_DATA SUPPLIED_
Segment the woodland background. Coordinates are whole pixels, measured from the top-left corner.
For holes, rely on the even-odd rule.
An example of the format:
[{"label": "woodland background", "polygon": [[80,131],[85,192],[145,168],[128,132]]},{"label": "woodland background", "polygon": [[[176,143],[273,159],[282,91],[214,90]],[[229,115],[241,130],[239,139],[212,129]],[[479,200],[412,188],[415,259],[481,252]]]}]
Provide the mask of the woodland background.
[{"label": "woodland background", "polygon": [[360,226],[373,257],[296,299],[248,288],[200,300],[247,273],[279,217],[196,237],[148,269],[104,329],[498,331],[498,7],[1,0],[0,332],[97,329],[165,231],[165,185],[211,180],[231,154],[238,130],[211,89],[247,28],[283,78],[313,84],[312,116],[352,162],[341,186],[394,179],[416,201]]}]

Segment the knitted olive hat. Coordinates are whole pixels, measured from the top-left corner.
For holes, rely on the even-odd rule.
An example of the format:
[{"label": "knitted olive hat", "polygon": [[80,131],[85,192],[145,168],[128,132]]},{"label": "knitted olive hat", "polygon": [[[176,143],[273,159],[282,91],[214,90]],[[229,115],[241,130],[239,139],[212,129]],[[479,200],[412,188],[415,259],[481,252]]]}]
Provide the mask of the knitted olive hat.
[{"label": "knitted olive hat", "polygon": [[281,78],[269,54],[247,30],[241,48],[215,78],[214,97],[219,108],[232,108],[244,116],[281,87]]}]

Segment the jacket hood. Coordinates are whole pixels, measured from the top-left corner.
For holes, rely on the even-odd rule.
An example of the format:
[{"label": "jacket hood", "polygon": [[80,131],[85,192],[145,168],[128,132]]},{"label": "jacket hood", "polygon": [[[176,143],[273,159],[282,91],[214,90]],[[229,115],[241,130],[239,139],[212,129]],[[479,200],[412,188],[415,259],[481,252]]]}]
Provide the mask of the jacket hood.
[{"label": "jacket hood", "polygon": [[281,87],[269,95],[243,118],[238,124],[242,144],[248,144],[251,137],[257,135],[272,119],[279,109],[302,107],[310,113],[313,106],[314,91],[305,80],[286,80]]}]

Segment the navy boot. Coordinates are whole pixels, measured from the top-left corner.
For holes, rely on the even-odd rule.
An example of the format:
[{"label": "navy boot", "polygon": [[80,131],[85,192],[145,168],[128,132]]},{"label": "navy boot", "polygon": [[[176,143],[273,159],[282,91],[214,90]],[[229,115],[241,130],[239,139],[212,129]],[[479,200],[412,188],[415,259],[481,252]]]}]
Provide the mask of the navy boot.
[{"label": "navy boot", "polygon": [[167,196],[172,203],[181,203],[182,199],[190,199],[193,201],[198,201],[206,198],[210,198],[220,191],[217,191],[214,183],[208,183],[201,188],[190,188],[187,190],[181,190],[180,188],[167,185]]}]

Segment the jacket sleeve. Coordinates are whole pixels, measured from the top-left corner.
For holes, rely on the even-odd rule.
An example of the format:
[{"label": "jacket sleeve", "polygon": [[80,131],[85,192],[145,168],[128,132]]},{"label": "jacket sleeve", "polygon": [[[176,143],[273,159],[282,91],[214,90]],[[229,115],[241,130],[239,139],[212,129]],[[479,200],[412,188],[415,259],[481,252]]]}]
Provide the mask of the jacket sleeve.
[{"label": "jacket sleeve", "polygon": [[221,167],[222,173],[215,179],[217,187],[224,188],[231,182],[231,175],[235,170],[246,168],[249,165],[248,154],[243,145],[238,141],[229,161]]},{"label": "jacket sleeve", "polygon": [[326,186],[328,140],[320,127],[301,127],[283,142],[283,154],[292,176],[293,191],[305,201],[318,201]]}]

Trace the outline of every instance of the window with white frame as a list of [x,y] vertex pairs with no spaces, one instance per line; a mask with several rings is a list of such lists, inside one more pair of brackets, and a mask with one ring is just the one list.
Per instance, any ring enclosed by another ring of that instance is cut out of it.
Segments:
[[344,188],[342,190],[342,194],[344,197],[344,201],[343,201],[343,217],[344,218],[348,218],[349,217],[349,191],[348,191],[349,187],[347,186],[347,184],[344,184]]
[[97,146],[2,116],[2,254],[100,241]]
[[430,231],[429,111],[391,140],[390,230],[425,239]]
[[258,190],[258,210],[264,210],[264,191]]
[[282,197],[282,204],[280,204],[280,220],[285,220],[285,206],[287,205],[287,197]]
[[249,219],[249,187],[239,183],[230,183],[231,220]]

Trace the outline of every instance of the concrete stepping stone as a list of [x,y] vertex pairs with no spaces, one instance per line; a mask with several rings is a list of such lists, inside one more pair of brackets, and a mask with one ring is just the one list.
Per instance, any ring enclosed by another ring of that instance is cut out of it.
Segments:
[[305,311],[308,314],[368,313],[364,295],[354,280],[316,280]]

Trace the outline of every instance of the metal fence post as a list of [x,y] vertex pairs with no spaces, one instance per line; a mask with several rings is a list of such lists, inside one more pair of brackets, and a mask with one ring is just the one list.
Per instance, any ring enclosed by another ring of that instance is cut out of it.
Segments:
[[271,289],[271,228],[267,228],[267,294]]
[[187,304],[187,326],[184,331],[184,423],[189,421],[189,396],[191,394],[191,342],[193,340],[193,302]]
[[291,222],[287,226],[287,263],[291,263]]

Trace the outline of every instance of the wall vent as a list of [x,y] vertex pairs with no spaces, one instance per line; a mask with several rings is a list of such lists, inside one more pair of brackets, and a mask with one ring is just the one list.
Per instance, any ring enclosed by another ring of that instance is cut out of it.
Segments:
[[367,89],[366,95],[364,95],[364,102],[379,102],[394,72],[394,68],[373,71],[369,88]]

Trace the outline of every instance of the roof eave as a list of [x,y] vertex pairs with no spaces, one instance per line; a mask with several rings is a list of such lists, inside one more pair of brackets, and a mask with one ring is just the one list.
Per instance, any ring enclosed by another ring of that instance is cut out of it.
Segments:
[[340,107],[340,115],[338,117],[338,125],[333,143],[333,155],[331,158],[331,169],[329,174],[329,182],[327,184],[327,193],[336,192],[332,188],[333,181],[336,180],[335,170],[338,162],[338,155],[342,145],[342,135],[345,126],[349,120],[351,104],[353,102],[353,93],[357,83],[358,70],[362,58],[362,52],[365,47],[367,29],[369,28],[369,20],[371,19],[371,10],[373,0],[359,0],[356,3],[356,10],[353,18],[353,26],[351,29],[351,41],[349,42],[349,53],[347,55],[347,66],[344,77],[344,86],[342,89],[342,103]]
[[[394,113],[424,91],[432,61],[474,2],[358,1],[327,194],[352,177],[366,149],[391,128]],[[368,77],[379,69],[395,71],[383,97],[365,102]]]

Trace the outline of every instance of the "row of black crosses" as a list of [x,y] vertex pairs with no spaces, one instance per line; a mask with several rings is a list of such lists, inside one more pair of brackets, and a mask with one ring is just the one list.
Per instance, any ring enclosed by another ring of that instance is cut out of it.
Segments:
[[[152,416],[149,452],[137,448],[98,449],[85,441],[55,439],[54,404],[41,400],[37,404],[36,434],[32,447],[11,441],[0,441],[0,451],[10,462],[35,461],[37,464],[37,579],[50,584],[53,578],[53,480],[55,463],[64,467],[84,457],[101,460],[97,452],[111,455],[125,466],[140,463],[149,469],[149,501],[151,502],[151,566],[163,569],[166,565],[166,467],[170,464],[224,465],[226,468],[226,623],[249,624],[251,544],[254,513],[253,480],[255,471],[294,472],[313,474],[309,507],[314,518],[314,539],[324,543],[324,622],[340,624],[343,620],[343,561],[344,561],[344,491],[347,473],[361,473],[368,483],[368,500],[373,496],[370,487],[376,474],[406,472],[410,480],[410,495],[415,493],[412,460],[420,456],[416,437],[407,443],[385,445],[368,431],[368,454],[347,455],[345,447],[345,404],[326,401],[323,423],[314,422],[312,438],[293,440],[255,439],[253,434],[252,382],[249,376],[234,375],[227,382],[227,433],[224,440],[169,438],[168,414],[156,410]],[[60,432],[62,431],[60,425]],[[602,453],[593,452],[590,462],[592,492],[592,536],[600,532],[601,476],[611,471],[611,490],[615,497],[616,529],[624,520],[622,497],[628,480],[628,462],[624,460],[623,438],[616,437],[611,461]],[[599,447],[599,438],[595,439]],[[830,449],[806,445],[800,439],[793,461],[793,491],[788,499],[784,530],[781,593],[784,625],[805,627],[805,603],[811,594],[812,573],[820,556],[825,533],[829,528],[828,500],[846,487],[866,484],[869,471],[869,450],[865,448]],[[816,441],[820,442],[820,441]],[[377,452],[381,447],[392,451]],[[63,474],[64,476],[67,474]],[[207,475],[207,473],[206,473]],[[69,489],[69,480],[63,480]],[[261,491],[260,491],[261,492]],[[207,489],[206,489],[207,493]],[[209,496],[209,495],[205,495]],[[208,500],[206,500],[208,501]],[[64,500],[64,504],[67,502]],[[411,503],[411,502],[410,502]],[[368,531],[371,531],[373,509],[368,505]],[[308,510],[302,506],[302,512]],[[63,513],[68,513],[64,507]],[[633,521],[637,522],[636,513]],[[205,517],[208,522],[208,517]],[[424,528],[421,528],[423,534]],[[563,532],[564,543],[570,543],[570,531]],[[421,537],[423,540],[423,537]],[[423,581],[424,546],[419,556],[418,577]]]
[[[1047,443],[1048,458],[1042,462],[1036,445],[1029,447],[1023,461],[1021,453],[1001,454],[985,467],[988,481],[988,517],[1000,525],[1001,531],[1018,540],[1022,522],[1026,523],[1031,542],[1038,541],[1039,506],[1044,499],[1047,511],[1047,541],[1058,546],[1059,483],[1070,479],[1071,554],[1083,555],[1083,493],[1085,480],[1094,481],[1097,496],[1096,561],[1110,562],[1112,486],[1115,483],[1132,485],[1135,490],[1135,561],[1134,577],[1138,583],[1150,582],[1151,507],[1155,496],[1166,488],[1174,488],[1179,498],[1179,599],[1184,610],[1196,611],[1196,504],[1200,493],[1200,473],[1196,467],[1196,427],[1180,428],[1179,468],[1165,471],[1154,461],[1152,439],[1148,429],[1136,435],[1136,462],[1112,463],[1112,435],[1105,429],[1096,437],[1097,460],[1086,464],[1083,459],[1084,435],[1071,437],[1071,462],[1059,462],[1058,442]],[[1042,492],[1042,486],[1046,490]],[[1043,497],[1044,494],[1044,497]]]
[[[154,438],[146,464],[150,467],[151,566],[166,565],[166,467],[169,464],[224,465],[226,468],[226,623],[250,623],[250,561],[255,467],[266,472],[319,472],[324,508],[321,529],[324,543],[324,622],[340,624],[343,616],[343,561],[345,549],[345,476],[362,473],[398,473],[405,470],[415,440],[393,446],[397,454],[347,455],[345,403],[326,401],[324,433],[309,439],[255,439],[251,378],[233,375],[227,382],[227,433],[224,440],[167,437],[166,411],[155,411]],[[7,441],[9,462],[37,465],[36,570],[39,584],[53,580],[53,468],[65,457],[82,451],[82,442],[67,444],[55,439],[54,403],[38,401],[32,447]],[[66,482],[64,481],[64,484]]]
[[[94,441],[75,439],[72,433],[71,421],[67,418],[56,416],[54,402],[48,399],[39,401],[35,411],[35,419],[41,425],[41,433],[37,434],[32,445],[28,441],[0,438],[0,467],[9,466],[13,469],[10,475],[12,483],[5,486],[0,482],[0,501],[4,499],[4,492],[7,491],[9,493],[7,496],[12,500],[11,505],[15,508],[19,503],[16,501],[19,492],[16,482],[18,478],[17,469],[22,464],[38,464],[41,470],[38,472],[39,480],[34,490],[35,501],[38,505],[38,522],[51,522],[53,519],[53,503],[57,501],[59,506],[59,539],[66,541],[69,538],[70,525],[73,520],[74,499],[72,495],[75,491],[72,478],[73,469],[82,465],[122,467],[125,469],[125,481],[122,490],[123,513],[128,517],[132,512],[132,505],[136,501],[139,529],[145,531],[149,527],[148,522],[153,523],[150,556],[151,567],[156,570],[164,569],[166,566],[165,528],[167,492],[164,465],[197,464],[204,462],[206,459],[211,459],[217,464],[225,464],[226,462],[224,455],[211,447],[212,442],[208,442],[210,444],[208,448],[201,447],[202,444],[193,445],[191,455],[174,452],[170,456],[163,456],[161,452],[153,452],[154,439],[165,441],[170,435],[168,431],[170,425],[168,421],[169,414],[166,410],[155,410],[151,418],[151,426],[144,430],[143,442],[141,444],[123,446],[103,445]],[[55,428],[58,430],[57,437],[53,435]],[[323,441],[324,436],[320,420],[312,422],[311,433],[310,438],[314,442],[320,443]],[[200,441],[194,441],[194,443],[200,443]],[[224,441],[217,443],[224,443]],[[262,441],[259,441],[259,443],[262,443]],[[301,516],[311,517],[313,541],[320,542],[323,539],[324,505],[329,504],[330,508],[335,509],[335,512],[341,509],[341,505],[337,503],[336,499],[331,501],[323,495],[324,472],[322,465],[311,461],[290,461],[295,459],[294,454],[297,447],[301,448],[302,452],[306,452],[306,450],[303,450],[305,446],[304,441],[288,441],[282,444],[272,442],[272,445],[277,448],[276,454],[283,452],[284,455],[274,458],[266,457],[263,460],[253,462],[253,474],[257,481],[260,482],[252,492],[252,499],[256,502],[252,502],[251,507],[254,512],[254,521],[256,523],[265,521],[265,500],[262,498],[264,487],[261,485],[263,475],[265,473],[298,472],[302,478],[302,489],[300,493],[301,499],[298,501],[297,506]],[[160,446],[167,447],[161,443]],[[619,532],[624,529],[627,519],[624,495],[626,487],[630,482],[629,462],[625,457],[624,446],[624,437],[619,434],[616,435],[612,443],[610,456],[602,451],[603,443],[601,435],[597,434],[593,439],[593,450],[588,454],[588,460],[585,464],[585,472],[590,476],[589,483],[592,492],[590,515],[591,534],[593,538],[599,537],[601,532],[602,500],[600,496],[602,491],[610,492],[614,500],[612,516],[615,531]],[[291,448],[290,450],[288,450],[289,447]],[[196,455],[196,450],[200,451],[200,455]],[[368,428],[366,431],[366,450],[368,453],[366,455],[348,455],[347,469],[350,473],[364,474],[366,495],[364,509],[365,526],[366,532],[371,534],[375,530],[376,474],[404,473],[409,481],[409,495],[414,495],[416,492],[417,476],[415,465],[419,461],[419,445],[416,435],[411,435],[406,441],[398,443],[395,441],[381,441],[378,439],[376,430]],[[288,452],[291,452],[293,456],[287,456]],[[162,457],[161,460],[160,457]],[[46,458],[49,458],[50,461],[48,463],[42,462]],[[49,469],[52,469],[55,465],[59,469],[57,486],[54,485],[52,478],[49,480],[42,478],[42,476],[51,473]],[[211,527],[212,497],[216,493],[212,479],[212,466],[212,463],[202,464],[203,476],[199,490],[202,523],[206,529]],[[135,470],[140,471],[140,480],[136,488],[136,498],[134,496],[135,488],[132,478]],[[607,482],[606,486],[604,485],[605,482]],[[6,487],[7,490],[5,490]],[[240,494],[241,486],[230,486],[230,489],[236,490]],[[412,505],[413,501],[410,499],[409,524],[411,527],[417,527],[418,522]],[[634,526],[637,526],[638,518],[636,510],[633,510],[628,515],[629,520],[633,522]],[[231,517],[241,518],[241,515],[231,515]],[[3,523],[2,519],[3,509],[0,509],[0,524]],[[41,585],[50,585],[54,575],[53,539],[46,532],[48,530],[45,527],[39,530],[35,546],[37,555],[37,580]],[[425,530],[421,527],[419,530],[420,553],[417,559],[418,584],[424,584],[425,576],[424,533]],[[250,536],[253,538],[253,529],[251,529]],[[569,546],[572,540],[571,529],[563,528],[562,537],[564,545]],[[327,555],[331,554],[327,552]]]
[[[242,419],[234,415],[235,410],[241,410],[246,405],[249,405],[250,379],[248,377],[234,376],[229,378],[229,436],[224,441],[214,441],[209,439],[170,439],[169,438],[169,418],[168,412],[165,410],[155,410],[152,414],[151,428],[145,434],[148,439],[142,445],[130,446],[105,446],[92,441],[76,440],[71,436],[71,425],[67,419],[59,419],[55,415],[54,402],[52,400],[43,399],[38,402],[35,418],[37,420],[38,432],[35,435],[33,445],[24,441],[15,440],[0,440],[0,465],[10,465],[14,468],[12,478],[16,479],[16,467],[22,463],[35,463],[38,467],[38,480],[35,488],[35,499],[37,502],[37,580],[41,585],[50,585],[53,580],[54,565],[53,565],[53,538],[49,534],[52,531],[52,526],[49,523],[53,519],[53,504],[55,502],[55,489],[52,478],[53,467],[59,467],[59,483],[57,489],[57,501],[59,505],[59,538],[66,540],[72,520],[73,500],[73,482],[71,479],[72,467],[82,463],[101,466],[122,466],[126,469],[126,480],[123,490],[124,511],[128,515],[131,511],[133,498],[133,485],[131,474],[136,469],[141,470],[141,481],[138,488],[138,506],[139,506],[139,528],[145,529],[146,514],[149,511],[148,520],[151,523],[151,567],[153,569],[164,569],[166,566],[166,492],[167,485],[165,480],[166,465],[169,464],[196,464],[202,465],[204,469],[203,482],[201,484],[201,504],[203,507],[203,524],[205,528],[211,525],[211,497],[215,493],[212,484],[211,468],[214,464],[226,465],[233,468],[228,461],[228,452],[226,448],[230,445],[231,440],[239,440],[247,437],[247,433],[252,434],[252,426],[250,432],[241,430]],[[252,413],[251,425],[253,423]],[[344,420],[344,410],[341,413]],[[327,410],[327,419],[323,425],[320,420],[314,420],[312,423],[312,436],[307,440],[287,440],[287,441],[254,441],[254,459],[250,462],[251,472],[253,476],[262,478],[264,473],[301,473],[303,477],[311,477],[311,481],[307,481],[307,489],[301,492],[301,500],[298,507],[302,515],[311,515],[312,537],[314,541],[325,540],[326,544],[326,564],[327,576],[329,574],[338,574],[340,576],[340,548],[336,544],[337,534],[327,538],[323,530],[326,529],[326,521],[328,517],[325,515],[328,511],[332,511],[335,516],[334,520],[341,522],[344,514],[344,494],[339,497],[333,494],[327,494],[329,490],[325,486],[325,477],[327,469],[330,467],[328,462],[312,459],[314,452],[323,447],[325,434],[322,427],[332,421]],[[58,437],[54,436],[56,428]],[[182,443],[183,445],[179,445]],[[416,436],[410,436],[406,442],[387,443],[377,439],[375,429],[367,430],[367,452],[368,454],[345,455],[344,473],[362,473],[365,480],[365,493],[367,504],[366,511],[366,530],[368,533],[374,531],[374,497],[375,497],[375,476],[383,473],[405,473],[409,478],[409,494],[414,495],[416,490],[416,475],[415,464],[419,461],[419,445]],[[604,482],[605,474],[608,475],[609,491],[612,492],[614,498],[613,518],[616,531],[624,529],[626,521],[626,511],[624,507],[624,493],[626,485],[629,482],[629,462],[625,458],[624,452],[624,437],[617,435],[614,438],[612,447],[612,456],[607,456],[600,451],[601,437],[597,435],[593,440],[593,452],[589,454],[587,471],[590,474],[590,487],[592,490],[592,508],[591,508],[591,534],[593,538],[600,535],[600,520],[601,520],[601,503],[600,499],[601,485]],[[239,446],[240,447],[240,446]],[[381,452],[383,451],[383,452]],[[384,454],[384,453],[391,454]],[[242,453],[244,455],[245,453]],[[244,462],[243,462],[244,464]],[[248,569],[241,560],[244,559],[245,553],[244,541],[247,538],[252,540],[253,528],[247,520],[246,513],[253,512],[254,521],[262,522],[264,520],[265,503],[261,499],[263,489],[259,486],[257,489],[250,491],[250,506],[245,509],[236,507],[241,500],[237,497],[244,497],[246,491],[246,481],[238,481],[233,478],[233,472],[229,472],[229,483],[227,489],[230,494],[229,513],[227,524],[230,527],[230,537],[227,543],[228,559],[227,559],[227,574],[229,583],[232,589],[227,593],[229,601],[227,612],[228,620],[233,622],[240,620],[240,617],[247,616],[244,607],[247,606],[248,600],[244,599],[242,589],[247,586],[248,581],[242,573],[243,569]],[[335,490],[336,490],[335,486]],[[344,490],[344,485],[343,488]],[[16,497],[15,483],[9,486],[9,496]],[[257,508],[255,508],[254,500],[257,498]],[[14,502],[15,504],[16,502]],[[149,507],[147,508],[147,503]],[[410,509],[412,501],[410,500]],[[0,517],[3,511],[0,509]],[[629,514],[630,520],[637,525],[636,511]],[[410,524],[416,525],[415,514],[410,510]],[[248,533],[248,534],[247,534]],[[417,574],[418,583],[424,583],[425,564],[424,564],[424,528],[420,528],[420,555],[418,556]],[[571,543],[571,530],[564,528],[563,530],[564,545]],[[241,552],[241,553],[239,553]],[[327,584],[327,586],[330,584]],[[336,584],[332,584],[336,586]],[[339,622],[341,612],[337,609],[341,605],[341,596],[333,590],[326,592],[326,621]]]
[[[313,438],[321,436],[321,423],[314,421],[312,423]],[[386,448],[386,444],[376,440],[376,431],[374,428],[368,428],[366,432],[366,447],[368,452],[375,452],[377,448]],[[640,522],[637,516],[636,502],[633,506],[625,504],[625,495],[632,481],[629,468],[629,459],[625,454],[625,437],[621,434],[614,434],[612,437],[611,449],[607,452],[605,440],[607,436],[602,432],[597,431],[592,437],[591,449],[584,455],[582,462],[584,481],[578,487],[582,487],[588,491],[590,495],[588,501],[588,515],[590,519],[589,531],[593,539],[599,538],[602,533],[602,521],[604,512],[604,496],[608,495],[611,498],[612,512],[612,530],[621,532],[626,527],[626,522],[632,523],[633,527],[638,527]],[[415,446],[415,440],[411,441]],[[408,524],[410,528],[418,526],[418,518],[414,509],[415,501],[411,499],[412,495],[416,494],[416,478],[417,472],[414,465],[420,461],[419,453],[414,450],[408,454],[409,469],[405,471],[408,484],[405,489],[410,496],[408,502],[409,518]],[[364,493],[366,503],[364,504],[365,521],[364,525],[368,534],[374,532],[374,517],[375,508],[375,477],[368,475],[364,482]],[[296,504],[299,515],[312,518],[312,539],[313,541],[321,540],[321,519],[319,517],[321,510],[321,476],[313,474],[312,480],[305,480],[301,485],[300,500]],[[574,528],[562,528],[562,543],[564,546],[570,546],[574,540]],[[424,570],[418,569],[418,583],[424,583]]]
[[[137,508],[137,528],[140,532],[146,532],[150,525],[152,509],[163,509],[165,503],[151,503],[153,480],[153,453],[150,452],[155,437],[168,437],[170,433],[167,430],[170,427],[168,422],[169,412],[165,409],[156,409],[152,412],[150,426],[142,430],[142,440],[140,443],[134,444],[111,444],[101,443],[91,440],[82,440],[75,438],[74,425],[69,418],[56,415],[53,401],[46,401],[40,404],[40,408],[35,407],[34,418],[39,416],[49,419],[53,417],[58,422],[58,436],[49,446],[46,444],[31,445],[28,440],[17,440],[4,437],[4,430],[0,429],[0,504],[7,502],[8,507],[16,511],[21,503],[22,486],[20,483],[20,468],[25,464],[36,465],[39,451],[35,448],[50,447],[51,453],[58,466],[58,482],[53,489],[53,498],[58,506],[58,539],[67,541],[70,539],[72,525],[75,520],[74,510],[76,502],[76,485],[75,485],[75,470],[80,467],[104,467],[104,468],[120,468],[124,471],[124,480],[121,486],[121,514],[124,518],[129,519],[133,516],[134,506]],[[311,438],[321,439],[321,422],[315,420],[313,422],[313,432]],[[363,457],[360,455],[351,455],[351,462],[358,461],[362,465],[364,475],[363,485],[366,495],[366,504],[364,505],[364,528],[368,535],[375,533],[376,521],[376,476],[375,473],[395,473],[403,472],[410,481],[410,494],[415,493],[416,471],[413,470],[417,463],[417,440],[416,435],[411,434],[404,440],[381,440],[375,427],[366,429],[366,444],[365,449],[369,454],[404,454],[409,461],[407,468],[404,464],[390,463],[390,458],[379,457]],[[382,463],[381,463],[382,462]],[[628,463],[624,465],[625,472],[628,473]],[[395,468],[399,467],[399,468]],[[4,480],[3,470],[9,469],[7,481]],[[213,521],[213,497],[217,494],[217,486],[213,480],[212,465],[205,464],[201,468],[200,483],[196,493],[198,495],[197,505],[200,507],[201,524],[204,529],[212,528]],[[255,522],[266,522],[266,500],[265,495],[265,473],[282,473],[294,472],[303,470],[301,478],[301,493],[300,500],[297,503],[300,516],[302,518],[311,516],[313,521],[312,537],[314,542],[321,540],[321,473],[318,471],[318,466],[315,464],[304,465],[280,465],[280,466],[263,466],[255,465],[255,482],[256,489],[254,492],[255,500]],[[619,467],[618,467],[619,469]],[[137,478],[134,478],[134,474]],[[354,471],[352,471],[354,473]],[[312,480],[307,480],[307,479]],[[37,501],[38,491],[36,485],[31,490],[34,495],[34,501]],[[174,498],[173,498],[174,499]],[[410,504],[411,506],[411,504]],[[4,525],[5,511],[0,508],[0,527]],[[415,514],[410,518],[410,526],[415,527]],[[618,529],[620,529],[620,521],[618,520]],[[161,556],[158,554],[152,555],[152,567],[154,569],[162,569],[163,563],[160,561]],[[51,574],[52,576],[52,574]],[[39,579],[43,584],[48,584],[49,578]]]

_ASSIGNED TASK_
Go through the records above, find every line with the word "Coordinates", and list those lines.

_RESULT OF THIS TASK_
Segment the woodland background. Coordinates are whole pixels, measured from the top-left corner.
Segment the knitted olive hat. Coordinates are whole pixels, measured from the top-left corner.
Segment the jacket hood. Coordinates are whole pixels, measured from the top-left corner.
Segment the navy boot. Coordinates are whole pixels, measured from the top-left corner.
Segment the jacket sleeve. Coordinates are whole pixels, measured from the top-left corner.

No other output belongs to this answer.